● **Exercise requirements**
Repeat the records below line by line, exactly, finishing on the line that contains "Target: woman's squinting eye".

● **Data under study**
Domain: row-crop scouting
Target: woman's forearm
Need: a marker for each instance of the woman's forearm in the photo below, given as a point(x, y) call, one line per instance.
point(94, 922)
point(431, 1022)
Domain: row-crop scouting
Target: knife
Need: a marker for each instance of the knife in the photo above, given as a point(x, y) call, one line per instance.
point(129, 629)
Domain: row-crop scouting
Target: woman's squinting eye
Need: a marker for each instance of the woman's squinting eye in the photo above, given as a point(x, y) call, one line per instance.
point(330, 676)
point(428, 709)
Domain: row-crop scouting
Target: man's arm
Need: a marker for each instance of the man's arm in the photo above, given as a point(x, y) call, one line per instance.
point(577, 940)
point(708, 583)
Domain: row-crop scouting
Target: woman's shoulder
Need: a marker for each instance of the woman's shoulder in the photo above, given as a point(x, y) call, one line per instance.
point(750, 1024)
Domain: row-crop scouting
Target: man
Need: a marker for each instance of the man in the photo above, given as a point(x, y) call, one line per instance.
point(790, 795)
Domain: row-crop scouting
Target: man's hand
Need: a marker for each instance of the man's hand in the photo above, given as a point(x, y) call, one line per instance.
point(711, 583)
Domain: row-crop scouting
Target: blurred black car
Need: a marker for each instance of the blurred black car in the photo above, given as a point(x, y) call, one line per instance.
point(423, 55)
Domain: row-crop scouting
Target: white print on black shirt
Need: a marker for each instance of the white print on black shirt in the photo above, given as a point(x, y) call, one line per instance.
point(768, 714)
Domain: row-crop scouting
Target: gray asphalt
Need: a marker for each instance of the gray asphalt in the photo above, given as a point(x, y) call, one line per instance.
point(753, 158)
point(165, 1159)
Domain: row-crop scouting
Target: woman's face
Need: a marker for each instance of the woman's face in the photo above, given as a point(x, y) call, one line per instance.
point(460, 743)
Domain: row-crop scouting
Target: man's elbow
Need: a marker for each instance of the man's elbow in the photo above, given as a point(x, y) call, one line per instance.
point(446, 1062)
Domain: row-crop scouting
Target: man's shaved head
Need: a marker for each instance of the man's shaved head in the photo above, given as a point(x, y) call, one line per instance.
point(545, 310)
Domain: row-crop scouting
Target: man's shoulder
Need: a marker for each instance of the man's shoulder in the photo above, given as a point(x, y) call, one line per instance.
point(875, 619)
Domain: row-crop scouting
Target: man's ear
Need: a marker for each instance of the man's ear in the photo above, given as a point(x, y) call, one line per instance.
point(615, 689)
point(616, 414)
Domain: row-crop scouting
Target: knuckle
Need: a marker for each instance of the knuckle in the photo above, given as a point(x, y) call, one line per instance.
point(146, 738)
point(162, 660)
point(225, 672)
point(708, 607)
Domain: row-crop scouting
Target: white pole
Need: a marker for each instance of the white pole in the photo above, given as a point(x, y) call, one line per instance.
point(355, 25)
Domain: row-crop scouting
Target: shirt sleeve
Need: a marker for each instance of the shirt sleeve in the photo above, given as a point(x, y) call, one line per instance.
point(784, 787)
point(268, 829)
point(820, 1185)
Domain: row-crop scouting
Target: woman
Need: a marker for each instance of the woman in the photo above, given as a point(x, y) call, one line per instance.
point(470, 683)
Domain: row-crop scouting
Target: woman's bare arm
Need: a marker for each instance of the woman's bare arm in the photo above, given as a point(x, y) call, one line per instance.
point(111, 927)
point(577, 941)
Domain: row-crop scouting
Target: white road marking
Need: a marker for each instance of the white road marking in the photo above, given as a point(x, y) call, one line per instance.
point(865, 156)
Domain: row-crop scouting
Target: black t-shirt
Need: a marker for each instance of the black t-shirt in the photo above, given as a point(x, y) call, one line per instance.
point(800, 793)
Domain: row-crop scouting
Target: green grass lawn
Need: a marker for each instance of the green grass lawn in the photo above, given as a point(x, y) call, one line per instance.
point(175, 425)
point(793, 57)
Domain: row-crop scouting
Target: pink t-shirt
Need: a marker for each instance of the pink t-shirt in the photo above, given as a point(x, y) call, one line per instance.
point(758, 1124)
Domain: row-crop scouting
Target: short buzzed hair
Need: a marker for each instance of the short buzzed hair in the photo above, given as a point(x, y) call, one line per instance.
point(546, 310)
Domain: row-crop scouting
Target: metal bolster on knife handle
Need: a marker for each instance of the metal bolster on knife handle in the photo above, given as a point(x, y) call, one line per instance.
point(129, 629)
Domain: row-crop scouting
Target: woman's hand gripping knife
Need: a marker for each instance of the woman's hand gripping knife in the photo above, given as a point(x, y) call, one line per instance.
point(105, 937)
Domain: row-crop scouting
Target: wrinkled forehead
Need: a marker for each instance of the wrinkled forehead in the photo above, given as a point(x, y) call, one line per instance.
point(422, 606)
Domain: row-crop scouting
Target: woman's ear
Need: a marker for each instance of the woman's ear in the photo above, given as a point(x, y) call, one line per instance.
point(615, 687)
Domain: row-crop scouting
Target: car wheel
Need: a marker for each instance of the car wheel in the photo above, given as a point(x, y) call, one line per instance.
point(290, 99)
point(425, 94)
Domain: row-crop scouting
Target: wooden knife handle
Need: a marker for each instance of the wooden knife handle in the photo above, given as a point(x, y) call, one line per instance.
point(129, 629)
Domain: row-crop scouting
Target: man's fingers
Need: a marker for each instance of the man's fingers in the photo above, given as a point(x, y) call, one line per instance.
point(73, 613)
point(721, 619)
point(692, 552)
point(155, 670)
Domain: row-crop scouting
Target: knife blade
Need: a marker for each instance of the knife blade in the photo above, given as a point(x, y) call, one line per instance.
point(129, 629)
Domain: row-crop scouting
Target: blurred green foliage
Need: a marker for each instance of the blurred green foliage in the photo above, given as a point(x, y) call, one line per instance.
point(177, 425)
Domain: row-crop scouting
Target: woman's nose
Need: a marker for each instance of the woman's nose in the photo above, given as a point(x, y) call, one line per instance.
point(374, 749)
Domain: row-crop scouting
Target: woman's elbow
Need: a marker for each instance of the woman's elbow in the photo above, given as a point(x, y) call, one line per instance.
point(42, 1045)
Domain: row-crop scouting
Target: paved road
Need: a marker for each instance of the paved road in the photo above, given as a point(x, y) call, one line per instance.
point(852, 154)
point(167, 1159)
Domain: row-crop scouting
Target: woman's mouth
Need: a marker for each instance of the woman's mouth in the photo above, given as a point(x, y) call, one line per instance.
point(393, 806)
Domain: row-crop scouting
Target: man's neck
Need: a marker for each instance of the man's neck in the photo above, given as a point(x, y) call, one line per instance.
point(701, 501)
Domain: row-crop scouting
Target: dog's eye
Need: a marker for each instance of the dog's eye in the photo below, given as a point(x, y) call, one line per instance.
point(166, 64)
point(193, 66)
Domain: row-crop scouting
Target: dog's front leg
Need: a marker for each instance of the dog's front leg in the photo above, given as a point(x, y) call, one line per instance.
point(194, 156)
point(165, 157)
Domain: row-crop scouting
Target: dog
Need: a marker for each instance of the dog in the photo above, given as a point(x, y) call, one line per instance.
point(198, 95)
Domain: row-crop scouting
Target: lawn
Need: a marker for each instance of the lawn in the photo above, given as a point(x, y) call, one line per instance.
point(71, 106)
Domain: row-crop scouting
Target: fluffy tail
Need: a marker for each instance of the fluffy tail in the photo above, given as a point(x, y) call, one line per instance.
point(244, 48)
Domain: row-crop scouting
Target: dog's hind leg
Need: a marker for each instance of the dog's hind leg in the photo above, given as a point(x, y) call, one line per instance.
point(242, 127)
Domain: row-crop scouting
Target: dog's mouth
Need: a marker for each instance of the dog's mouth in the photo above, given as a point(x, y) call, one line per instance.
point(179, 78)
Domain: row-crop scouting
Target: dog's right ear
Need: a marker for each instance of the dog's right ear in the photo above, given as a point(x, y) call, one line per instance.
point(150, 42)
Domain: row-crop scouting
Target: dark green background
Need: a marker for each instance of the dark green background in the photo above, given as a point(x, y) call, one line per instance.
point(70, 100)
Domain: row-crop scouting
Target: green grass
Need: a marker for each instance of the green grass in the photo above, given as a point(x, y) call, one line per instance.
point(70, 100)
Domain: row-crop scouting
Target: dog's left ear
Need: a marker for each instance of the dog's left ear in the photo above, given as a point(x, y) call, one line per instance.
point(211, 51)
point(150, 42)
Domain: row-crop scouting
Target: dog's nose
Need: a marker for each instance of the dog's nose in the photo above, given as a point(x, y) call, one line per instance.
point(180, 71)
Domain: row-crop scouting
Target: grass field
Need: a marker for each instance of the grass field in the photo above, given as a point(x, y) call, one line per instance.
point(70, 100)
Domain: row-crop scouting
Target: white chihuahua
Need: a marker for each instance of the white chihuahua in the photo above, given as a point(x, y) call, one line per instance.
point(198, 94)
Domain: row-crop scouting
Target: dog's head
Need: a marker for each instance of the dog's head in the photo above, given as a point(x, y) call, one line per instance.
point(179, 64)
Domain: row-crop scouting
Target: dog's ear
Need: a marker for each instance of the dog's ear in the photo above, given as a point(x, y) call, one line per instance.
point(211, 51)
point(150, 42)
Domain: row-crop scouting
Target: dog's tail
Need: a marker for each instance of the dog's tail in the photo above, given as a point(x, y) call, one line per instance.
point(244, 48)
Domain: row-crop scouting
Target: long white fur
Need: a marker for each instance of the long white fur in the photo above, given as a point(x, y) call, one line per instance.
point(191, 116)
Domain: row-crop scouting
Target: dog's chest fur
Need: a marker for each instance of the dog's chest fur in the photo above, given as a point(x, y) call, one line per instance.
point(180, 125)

● **Problem solution**
Domain: row-crop scouting
Target: woman's forearm
Need: a marker for each instance of the woman's forearm in the photo below, given as a point(x, y) call, one line per instance.
point(94, 922)
point(431, 1022)
Domain: row-crop scouting
Target: knife
Need: a marker for each instance of the knife in the photo above, given as a point(x, y) call, one line per instance.
point(129, 629)
Domain: row-crop scouting
Target: woman's squinting eye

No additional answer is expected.